Provided records: Begin

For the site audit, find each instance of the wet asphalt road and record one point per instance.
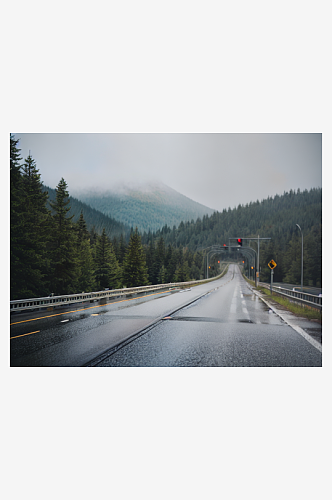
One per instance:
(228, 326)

Provided records: End
Provided records: Begin

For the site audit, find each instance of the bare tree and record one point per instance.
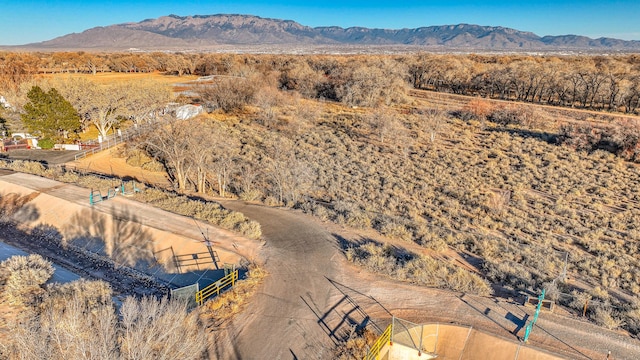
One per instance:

Provided records: End
Provided records: Begin

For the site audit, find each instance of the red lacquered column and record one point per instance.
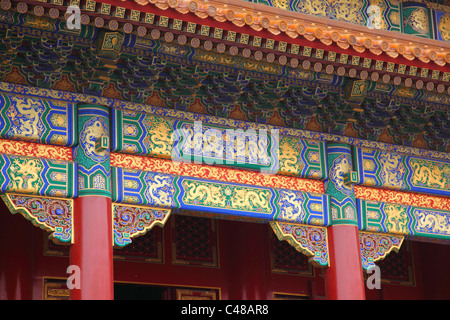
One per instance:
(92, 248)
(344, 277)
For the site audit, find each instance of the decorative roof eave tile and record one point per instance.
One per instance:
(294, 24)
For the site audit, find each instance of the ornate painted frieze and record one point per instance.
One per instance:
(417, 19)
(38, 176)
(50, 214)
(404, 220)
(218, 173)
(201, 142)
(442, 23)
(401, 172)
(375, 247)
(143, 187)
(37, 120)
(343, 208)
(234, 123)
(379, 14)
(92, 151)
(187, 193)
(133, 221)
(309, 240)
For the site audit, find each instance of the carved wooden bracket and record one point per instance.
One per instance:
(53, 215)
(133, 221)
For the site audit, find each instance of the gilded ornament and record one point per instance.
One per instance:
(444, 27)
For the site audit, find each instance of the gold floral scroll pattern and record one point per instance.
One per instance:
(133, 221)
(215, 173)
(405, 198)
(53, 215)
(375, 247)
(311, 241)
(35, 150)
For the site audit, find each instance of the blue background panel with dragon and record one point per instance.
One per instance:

Provided records: End

*What the task requires:*
The response should hold exactly the lines starting at the line with "For the site audit, find each instance of the gilded" and ending at the line with "For the site audit, find each instance of the gold", and no other line of the material above.

*Your response:*
For the site audit, find each instance of the gilded ornament and record one point per instance.
One per instance:
(444, 27)
For the site audit, find each instance of the gold floral scroll pattern and record one point per instance.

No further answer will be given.